What you will do: Return the line containing "Target: brown soil" together with every later line up to the end of the records, exactly and with no pictures; return nothing else.
[Supplied entries Boundary: Start]
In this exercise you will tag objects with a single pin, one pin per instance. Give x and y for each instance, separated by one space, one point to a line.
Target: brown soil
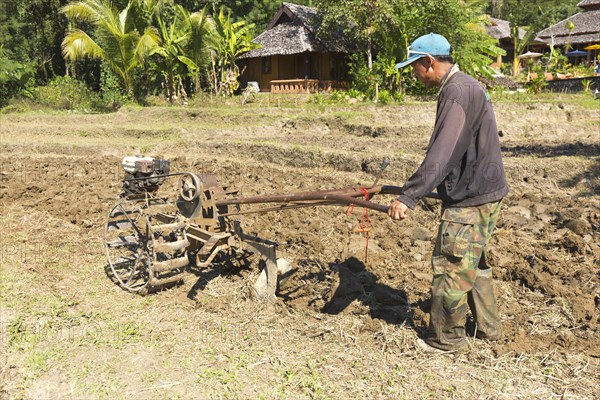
60 174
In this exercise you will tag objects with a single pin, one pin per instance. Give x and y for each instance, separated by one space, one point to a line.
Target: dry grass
67 332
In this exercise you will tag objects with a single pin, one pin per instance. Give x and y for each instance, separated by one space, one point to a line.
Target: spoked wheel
[Supplied entries Boundary: End]
Solution to the exercise:
Target: brown soil
60 174
In this exercise you will tag objects with a single pin, one pin per instance. Give x and y for each instance, separated by one space, one point to a line.
Target: dry grass
67 332
In this exercise you will tag objects with a single pin, one pin per instance. Give x and y for each instance, separated by one space, one point to a line.
Target: spoked wheel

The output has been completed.